:: Extrait du document ::
•••

Plaintes, démissions et intox A la mairie de Menton, une guerre de succession digne d’une série de télévision
Dans les rues, sur les terrasses, pendant les parties de pétanque sur la plage des Sablettes, à la caisse du supermarché Carrefour, on ne parle plus que de « ça ». Mais seulement entre amis ou gens de confiance. Les commerçants mentonnais préfèrent commenter à voix basse, tant le sujet est sensible. Un des bouchers du marché refuse même de répondre aux questions : il a peur de perdre des clients. Plusieurs fidèles auraient cessé de venir acheter leur bifteck après une remarque qui serait mal passée, il y a quinze jours.
« Cette ville est un petit village », assure Anne-Marie Gameno-Morena, une retraitée de 73 ans, attablée au café avec son mari, son ex-mari et son petit-fils. Menton compte environ 30 000 habitants logés pour l’essentiel dans des immeubles colorés de carte postale. Ici, les rumeurs circulent plus vite que les coups de mer.
Le sujet qui brûle toutes les lèvres, c’est la guerre ouverte que se livrent Yves Juhel et Sandra Paire, les deux premiers adjoints de Jean-Claude Guibal, le maire en place depuis 1989 mort soudainement le 25 octobre 2021, à l’âge de 80 ans. Le tout sur fond d’enquêtes judiciaires mettant en cause le clan de ce baron de la politique azuréenne, député Les Républicains de 1997 à 2017, soupçonné par le parquet de Nice de faits de « corruption », « prise illégale d’intérêts » et « détournement de fonds publics ».
Au conseil municipal, l’ancienne majorité démissionnaire
Ce vendredi 8 janvier, les agents de la police judiciaire passent à l’hôtel de ville, comme presque toutes les semaines, interroger certains employés municipaux, inspecter les ordinateurs, prendre des photos. A la mairie, on a le sentiment de « vivre dans une série télé ». Il est vrai que le scénario est prometteur : une baronnie sous les palmiers inquiétée par la justice, la mort du patriarche, une famille politique qui se déchire et une ville désormais presque coupée en deux.

•••

:: Données fournies ::
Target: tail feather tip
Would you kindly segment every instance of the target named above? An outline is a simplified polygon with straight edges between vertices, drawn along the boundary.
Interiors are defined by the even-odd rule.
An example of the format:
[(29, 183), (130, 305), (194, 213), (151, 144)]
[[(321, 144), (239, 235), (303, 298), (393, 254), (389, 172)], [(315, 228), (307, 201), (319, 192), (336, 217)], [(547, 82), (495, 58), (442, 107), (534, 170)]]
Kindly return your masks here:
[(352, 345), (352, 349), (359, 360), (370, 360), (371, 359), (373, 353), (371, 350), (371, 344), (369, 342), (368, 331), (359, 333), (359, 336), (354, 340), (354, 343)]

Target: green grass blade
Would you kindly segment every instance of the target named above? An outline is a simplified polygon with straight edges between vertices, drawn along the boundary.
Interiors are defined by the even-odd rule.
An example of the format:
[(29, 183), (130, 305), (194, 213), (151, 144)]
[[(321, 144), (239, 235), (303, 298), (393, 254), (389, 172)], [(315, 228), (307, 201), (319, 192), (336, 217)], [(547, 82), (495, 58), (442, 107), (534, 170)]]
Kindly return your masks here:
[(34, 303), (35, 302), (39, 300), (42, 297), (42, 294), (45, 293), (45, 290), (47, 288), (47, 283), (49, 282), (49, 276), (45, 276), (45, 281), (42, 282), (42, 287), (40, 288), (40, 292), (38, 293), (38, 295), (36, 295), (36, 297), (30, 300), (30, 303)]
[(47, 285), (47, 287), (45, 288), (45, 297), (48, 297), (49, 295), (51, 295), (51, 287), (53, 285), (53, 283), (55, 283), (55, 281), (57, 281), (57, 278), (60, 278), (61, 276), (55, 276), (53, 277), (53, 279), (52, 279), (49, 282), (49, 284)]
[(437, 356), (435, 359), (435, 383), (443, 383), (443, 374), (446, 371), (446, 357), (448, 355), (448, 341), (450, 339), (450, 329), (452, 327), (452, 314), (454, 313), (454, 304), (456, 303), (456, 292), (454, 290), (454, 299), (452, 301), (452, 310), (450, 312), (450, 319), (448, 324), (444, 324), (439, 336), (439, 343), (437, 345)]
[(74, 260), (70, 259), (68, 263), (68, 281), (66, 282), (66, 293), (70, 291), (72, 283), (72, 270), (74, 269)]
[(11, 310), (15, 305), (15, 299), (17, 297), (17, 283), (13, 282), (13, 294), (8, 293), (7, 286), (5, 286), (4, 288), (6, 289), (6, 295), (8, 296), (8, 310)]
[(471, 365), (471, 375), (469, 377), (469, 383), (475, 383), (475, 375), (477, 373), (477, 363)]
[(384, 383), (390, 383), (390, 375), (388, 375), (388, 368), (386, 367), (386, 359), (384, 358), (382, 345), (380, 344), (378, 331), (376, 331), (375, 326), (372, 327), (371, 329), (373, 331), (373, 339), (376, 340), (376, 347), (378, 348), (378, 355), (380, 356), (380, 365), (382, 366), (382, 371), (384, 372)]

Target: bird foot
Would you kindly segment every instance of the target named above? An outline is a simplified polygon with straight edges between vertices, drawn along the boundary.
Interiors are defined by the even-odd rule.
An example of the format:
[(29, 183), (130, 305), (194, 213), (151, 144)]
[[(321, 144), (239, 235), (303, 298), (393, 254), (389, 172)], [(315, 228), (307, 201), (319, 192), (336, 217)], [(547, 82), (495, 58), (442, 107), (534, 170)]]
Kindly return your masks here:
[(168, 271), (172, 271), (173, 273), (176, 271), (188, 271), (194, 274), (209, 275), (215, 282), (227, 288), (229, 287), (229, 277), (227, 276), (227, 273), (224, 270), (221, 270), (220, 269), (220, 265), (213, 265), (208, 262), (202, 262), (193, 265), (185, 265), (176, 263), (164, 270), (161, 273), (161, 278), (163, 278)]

•••

:: Votre consigne ::
Dans l'article sur la mairie de Menton, recopiez mot pour mot le passage qui commence aux mots « Au conseil municipal, l’ancienne ». Arrêtez-vous après « coupée en deux. ».

:: Réponse attendue ::
Au conseil municipal, l’ancienne majorité démissionnaire
Ce vendredi 8 janvier, les agents de la police judiciaire passent à l’hôtel de ville, comme presque toutes les semaines, interroger certains employés municipaux, inspecter les ordinateurs, prendre des photos. A la mairie, on a le sentiment de « vivre dans une série télé ». Il est vrai que le scénario est prometteur : une baronnie sous les palmiers inquiétée par la justice, la mort du patriarche, une famille politique qui se déchire et une ville désormais presque coupée en deux.